Information: Begin

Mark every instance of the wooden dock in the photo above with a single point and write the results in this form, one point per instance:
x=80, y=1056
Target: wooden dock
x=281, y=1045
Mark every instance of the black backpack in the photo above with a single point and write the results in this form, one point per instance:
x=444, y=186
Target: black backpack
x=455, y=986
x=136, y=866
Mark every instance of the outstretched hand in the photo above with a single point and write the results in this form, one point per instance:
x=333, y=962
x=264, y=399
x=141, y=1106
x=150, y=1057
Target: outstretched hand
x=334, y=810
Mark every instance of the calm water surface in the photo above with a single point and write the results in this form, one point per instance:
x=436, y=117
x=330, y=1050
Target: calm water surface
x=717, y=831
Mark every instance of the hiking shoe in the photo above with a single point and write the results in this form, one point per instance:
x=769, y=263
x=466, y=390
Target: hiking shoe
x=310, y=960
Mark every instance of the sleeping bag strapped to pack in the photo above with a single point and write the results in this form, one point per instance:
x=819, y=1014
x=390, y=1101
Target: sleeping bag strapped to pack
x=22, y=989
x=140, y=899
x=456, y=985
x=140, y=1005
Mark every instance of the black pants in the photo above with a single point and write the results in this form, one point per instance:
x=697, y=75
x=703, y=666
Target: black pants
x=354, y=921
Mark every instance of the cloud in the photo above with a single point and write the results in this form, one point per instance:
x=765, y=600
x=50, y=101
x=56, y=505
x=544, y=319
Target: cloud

Information: End

Exercise requirements: Wherever a line of the data holds "cloud", copy that line.

Solution for this exercise:
Mark every instance of the cloud in the photo above with a single point and write the results in this form, one point per instance:
Target: cloud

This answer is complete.